ESPIRAL DE TIEMPO (Rafael Fauquié)

Espiral: camino, ruta serpenteante -¿ascendente? ¿descendente? Experiencia y espiral; espiral de tiempo porque todo cuanto el ser humano vive, piensa y recuerda, tiene que ver con el tiempo. Nuestras experiencias y sus recuerdos son, siempre, traducibles a figuraciones temporales. La vida es acumulación de miradas, sonrisas, decepciones, sueños…

 

     Espiral: símbolo de la acción envolvente, forma del giro que, en constante movimiento circular, expande más y más el signo de algún determinado espacio. Tiempo, vida y experiencia van entretejiendo una espiral compuesta de acción y de memoria. Las palabras que acompañan esa acción y las palabras que nombran esa memoria describen el vínculo más exacto y personal de cada ser humano con el universo.

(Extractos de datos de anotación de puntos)

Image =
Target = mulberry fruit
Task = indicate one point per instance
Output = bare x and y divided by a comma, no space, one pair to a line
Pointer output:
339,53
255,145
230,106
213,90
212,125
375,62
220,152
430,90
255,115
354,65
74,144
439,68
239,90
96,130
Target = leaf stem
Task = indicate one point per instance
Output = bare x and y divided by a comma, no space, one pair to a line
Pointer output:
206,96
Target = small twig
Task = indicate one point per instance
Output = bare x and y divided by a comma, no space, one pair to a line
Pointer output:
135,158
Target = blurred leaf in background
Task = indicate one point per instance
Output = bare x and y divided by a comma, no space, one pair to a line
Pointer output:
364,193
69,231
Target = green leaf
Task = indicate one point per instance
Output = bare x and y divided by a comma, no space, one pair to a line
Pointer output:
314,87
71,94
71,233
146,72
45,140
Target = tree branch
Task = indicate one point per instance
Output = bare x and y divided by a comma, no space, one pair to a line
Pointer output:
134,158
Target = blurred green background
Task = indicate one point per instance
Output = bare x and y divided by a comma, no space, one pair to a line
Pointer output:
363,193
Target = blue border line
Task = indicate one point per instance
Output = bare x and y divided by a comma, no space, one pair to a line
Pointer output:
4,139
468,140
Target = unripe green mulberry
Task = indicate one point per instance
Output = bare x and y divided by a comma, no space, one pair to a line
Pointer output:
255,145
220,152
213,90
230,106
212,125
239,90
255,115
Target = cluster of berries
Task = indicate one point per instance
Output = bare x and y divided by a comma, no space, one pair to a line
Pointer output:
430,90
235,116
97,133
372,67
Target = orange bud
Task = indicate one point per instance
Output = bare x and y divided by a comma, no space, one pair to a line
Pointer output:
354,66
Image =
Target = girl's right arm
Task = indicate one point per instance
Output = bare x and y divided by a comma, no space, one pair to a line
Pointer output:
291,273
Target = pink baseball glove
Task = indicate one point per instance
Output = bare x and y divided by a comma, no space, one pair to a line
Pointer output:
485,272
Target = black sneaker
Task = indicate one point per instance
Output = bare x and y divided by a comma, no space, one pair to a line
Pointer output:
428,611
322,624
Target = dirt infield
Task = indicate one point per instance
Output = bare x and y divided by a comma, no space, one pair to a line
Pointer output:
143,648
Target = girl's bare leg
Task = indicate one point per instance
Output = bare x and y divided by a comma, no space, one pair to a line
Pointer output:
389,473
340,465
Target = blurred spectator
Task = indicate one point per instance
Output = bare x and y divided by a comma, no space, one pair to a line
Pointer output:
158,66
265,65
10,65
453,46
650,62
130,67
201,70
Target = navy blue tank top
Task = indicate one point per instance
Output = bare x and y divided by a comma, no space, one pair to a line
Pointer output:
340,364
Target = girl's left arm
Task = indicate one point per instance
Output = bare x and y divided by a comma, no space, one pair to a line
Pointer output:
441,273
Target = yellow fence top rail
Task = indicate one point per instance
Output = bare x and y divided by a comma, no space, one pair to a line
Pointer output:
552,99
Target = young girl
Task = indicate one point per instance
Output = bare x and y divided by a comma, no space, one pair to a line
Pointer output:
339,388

* * *

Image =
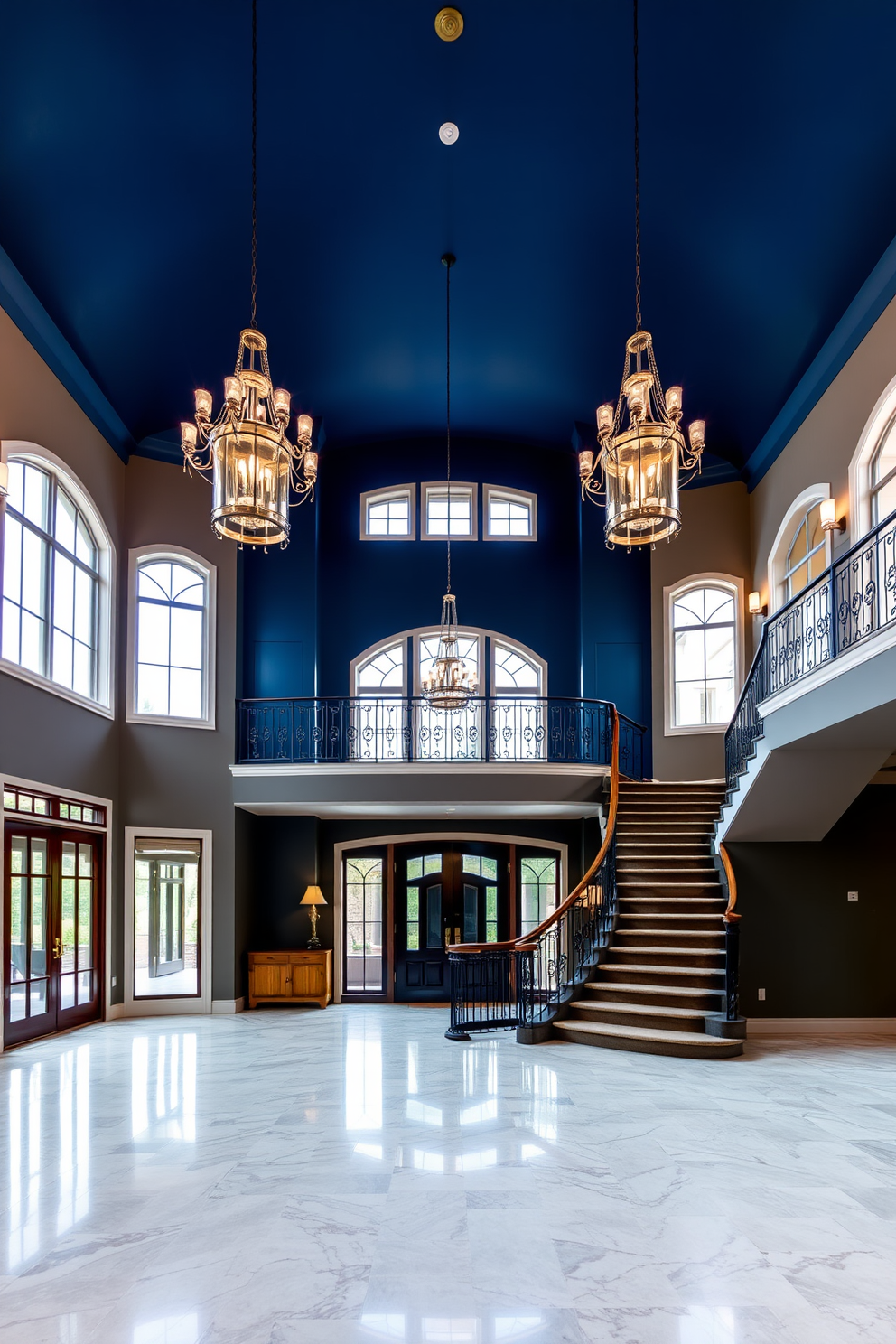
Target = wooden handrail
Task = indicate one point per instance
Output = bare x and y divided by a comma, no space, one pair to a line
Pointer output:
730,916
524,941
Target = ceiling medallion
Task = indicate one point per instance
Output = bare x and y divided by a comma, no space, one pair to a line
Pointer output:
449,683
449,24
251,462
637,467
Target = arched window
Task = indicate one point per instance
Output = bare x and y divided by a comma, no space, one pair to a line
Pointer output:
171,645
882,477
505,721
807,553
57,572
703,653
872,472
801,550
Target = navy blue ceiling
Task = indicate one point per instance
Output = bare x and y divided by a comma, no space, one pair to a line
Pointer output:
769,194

• Qué hacer
Reescriba el tramo del texto sobre la espiral de tiempo que va desde "Espiral: símbolo de" hasta "con el universo.", sustituyendo "universo" por "mundo".

• Tarea realizada
Espiral: símbolo de la acción envolvente, forma del giro que, en constante movimiento circular, expande más y más el signo de algún determinado espacio. Tiempo, vida y experiencia van entretejiendo una espiral compuesta de acción y de memoria. Las palabras que acompañan esa acción y las palabras que nombran esa memoria describen el vínculo más exacto y personal de cada ser humano con el mundo.